REQUIRED ACTION:
Output each record below exactly. No images go in the copy.

Photo-based referring expression data:
----------
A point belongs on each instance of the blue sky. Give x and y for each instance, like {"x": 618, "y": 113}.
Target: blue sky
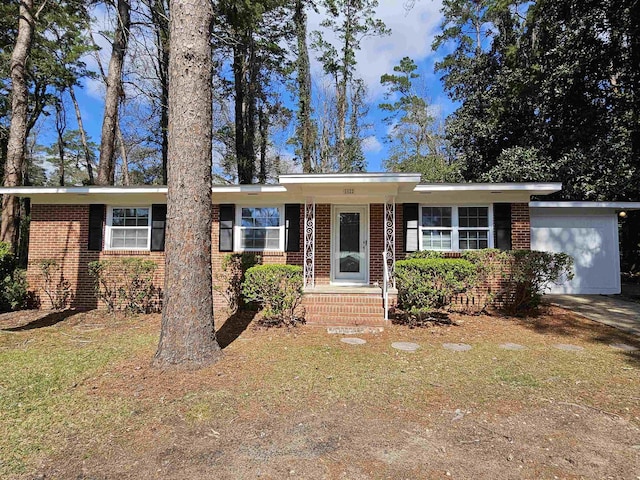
{"x": 412, "y": 33}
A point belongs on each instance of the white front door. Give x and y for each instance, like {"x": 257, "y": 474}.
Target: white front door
{"x": 350, "y": 259}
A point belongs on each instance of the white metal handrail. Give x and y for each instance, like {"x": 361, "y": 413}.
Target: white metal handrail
{"x": 385, "y": 286}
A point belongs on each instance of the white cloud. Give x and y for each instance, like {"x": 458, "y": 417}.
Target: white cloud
{"x": 412, "y": 33}
{"x": 371, "y": 144}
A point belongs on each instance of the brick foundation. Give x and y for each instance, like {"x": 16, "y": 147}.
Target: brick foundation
{"x": 60, "y": 232}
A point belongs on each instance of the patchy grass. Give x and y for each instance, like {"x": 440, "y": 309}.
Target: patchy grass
{"x": 78, "y": 398}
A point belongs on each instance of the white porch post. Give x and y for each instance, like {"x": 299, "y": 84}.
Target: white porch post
{"x": 390, "y": 239}
{"x": 309, "y": 242}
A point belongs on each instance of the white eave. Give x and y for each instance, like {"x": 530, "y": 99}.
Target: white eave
{"x": 28, "y": 191}
{"x": 529, "y": 188}
{"x": 603, "y": 205}
{"x": 248, "y": 189}
{"x": 348, "y": 178}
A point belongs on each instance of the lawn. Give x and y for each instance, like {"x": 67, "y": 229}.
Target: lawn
{"x": 78, "y": 399}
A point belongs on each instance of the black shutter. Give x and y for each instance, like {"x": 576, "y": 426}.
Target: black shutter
{"x": 410, "y": 226}
{"x": 502, "y": 225}
{"x": 96, "y": 219}
{"x": 227, "y": 212}
{"x": 292, "y": 227}
{"x": 158, "y": 226}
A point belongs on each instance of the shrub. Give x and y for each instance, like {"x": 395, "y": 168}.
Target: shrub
{"x": 13, "y": 282}
{"x": 529, "y": 275}
{"x": 278, "y": 290}
{"x": 125, "y": 284}
{"x": 234, "y": 268}
{"x": 55, "y": 286}
{"x": 426, "y": 254}
{"x": 428, "y": 284}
----------
EXERCISE ANSWER:
A point belongs on each instance of the blue sky. Give x and y for each instance, like {"x": 618, "y": 113}.
Target: blue sky
{"x": 412, "y": 33}
A point belongs on each instance of the white front door. Give x and y for each instance, like {"x": 257, "y": 474}.
Target: white front door
{"x": 350, "y": 259}
A point belongs on each instance of the white metal handrail. Give x and y for each instance, like {"x": 361, "y": 413}.
Target: white metal handrail
{"x": 385, "y": 286}
A point belongs on each instance of the white cloud. Give x and y for each instance, like {"x": 458, "y": 417}.
Target: white cloud
{"x": 412, "y": 33}
{"x": 371, "y": 144}
A point belongs on each instance of the brick foundation. Give x and y for each instance, like {"x": 16, "y": 147}.
Target: brick foundation
{"x": 60, "y": 232}
A point belongs on each instance of the patchy grass. Give x and y for each instance, like {"x": 440, "y": 309}.
Target: patchy grass
{"x": 78, "y": 398}
A point belongs on each instance of the white porch post. Give x and y for each instance, like {"x": 299, "y": 84}.
Target: white porch post
{"x": 390, "y": 239}
{"x": 309, "y": 242}
A point belongs on each instance of the white eave. Give x and y for each instance, like {"x": 530, "y": 99}.
Target: white eave
{"x": 28, "y": 191}
{"x": 529, "y": 188}
{"x": 603, "y": 205}
{"x": 248, "y": 189}
{"x": 348, "y": 178}
A point belongs on each instance of the lawn. Give x and y for each instance, like {"x": 67, "y": 229}.
Target: lawn
{"x": 78, "y": 399}
A point belongs on each instance of the black shutter. Give x and y for each instance, like {"x": 576, "y": 426}.
Target: black shutter
{"x": 410, "y": 226}
{"x": 502, "y": 225}
{"x": 96, "y": 219}
{"x": 227, "y": 212}
{"x": 292, "y": 227}
{"x": 158, "y": 226}
A point belongs on each instance of the shrub. Give x and y for each instance, like {"x": 395, "y": 168}.
Target: shrub
{"x": 13, "y": 282}
{"x": 529, "y": 275}
{"x": 278, "y": 290}
{"x": 125, "y": 284}
{"x": 234, "y": 268}
{"x": 55, "y": 286}
{"x": 426, "y": 254}
{"x": 428, "y": 284}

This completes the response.